(begin)

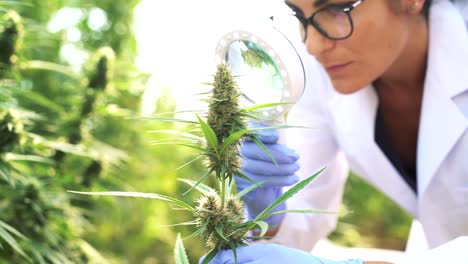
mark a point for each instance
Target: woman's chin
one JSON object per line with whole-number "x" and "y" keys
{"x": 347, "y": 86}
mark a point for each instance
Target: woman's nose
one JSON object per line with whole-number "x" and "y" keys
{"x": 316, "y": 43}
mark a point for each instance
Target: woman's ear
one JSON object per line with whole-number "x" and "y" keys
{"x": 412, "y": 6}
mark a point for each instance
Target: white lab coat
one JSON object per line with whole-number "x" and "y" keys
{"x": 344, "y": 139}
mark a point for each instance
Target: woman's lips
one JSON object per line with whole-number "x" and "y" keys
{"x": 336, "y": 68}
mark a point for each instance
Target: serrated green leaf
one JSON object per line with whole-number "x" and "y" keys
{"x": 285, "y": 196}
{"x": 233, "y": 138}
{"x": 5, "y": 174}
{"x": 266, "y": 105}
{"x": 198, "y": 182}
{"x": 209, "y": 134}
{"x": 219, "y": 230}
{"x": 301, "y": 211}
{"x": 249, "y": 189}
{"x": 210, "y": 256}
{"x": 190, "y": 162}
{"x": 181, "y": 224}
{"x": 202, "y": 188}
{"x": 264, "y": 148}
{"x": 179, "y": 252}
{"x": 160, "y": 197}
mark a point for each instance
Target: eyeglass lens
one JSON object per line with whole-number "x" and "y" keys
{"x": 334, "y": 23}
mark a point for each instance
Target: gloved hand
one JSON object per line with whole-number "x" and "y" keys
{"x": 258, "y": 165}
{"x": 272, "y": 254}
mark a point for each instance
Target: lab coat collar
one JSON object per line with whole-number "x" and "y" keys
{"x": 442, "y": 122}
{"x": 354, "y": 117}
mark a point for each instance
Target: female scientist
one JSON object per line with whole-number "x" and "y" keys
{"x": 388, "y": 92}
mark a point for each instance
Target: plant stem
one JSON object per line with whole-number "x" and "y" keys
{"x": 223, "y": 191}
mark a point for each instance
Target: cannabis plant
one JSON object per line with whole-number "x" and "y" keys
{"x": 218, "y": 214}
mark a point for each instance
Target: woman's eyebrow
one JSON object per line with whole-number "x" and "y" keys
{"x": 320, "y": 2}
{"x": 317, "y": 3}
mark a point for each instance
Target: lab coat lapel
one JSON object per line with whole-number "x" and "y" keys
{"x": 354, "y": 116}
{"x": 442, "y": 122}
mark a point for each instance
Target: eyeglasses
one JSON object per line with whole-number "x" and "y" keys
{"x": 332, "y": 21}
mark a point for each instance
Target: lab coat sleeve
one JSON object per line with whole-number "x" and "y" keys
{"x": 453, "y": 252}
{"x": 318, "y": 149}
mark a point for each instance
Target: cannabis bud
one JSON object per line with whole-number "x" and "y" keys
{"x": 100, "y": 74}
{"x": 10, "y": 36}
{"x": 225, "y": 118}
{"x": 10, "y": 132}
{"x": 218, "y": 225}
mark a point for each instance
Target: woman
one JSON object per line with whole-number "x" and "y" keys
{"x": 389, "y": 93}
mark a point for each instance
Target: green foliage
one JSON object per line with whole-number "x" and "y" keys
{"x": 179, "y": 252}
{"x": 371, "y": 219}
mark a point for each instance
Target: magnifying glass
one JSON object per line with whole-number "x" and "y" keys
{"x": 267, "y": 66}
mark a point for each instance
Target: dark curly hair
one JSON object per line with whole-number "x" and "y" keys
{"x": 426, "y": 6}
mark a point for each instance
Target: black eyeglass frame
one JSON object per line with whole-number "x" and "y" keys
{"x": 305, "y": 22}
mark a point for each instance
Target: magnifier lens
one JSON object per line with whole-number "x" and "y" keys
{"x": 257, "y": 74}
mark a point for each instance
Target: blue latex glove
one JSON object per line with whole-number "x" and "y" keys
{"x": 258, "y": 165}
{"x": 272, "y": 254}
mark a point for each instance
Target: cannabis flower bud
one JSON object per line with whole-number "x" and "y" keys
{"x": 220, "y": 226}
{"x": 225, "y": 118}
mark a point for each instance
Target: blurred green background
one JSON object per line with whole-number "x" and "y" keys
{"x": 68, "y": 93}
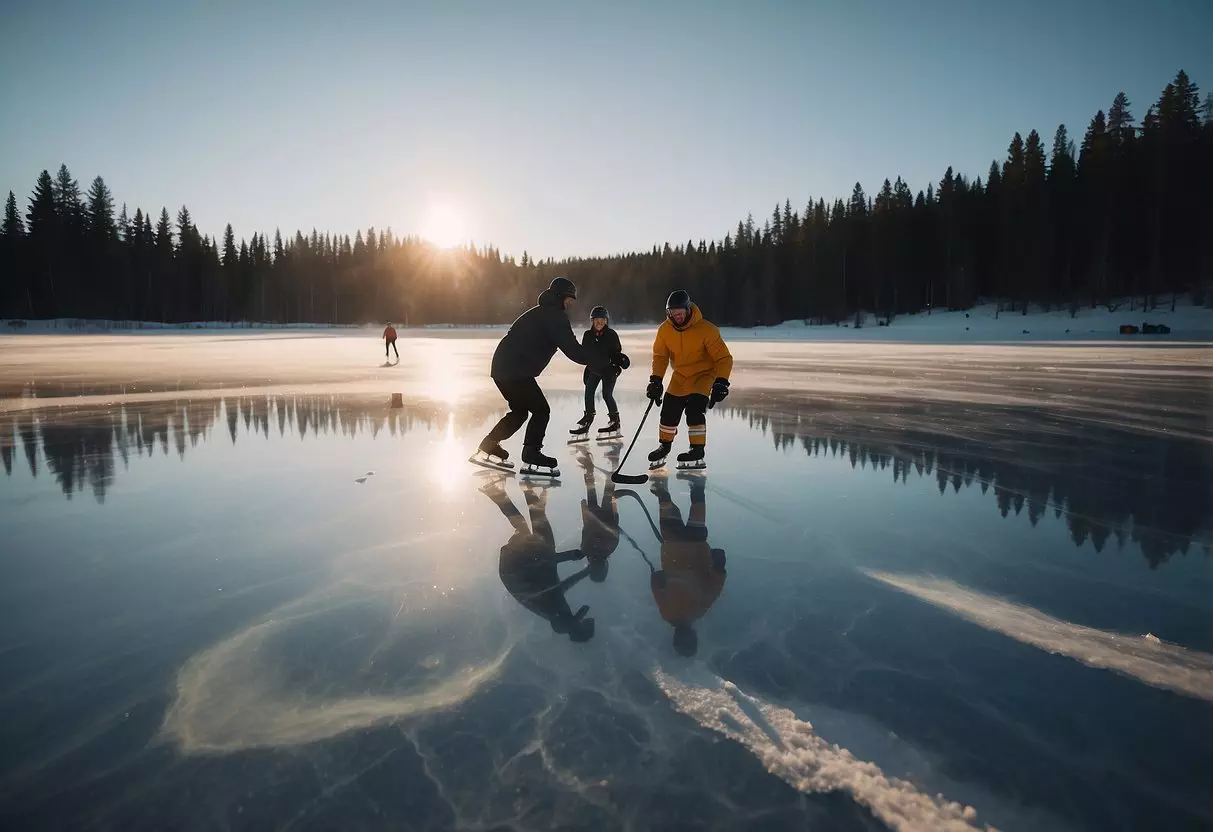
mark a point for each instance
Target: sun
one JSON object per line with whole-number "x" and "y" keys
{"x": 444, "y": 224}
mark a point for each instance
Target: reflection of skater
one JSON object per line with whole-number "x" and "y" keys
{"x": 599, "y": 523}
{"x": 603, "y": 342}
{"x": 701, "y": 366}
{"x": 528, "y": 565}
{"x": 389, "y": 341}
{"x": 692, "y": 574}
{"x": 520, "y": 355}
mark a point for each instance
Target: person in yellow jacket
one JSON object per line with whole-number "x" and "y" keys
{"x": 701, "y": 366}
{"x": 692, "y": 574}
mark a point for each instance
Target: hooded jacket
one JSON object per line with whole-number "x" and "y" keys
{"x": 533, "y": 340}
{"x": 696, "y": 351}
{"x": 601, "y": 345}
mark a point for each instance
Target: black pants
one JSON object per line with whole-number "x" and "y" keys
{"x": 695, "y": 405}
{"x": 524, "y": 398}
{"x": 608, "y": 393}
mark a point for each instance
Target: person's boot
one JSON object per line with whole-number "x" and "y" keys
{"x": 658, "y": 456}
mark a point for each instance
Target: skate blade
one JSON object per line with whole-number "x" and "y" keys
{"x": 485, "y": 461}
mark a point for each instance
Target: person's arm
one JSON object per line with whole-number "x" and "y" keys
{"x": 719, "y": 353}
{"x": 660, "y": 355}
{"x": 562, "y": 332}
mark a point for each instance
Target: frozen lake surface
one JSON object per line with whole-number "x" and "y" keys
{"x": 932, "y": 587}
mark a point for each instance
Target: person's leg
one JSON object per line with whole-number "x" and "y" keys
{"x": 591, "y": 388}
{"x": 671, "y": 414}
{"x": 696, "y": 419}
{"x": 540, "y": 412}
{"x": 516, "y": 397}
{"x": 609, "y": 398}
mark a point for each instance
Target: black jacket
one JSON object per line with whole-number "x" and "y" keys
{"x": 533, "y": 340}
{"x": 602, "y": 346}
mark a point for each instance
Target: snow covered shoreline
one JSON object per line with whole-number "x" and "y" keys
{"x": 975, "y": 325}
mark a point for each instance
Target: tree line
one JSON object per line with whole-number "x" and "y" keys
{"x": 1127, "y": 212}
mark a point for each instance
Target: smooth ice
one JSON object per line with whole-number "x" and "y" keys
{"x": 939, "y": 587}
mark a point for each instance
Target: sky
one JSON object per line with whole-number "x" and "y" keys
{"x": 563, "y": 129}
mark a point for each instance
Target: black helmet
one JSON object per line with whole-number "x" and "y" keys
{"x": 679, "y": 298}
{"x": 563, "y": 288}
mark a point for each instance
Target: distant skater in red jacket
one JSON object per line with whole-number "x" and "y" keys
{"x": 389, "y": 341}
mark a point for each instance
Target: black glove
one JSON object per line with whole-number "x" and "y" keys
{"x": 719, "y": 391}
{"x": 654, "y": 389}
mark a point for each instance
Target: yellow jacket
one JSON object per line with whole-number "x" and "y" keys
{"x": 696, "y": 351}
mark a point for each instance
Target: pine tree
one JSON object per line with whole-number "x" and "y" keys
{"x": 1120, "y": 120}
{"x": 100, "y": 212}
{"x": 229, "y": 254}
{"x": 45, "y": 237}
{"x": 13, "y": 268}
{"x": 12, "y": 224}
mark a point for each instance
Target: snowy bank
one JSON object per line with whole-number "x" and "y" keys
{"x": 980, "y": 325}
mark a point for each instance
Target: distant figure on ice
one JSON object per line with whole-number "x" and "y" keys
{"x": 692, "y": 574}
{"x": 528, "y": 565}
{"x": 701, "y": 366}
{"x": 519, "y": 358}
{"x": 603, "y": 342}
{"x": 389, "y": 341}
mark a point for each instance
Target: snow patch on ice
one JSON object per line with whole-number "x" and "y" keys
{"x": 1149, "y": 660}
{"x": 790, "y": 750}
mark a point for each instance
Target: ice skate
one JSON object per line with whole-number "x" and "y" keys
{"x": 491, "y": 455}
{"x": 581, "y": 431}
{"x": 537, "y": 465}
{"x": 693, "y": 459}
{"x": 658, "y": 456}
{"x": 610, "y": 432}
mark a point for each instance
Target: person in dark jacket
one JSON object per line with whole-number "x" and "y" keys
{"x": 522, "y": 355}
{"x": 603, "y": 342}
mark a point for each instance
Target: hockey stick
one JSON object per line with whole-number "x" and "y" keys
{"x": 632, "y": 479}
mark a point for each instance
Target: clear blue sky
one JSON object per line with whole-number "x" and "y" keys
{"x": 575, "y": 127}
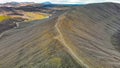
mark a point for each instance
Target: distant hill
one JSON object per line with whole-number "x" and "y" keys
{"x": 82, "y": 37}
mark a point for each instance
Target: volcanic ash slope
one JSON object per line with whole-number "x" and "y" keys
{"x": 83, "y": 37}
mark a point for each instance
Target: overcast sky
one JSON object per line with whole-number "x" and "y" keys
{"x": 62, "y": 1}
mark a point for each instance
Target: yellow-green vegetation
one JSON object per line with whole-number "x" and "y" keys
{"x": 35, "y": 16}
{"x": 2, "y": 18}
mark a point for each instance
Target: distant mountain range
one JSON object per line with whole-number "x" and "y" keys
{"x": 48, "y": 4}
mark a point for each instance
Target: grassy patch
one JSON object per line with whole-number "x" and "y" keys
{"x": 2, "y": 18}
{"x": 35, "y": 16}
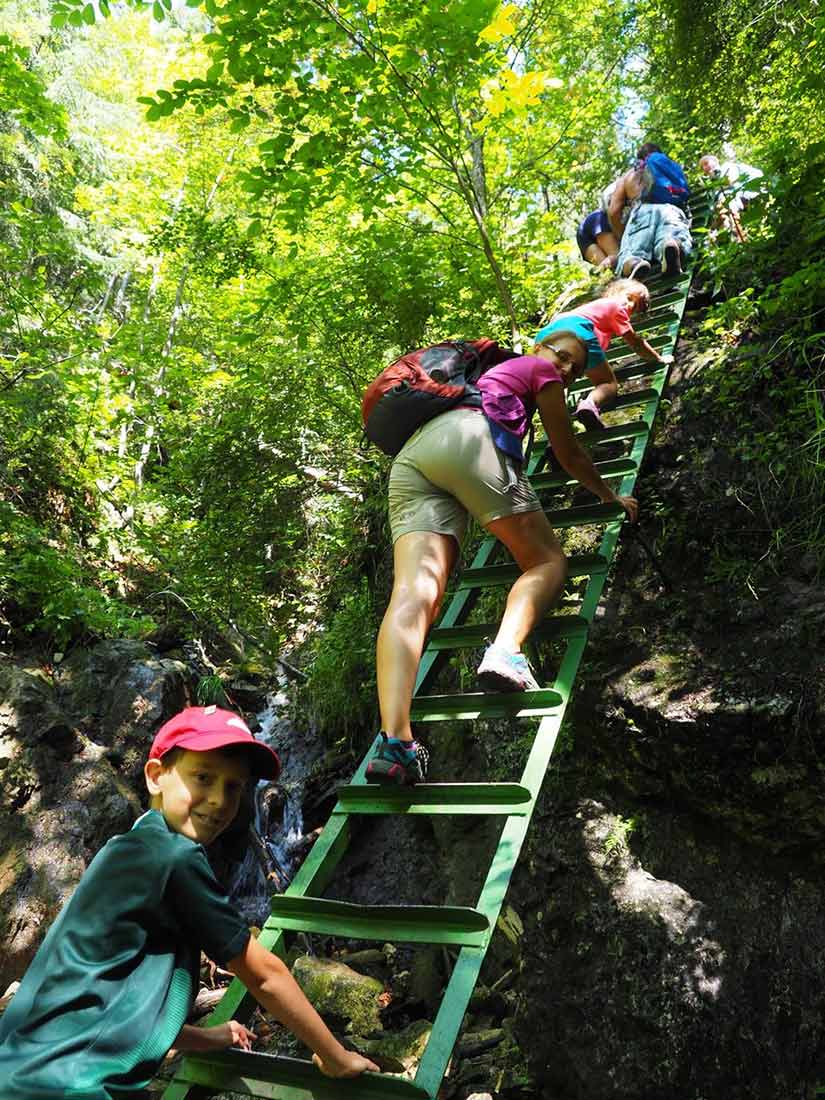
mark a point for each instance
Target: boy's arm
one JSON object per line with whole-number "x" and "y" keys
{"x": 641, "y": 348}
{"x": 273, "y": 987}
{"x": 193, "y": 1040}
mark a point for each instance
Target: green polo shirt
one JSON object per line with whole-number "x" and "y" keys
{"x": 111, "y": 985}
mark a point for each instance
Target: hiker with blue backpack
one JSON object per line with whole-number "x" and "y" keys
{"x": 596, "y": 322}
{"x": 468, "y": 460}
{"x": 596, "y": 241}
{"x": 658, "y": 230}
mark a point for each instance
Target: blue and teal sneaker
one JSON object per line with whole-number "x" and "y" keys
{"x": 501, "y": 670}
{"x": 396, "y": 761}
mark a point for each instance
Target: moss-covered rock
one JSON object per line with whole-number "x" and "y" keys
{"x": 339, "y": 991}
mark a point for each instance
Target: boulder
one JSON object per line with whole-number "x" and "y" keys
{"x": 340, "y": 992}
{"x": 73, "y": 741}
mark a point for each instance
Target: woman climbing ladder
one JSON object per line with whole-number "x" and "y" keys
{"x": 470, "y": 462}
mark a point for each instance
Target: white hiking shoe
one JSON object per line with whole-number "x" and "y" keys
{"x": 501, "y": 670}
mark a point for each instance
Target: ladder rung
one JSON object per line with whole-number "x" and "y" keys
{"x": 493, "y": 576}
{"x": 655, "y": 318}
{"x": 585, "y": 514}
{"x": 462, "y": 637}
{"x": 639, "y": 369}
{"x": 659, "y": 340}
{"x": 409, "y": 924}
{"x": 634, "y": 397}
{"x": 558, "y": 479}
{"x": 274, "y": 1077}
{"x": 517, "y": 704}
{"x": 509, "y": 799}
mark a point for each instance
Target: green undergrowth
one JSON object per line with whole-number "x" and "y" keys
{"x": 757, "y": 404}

(end)

## Aim
Extract every line of the listing above that contains the word "distant".

## Response
Target: distant skater in red jacket
Target: distant figure on ice
Target: distant hill
Target: distant mountain range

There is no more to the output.